# Problem to work on:
Once the line with "Target: white cloud" is found, return it along with every line after it, exactly, through the end of the material.

# Source records:
= = = =

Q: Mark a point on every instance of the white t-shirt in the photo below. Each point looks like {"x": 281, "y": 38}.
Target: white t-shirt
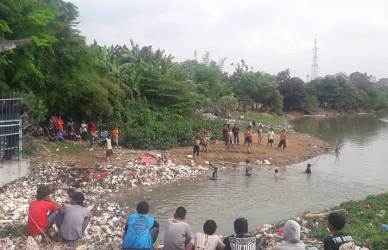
{"x": 108, "y": 143}
{"x": 207, "y": 242}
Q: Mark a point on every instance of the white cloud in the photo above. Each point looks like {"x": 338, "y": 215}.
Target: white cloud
{"x": 270, "y": 35}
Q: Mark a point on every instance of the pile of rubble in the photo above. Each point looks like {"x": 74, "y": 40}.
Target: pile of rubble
{"x": 108, "y": 218}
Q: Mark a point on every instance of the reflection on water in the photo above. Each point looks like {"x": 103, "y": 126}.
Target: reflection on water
{"x": 359, "y": 130}
{"x": 358, "y": 170}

= = = =

# Task result:
Target: white cloud
{"x": 270, "y": 35}
Q: Mark a point on every instance of the pile of rubble in the photo above. Each point looks like {"x": 74, "y": 40}.
Target: pile of rubble
{"x": 108, "y": 218}
Q: Mark a point on every instance of the reflection on water in the photo above. Each point looks like {"x": 103, "y": 126}.
Target: reflection on water
{"x": 359, "y": 130}
{"x": 358, "y": 170}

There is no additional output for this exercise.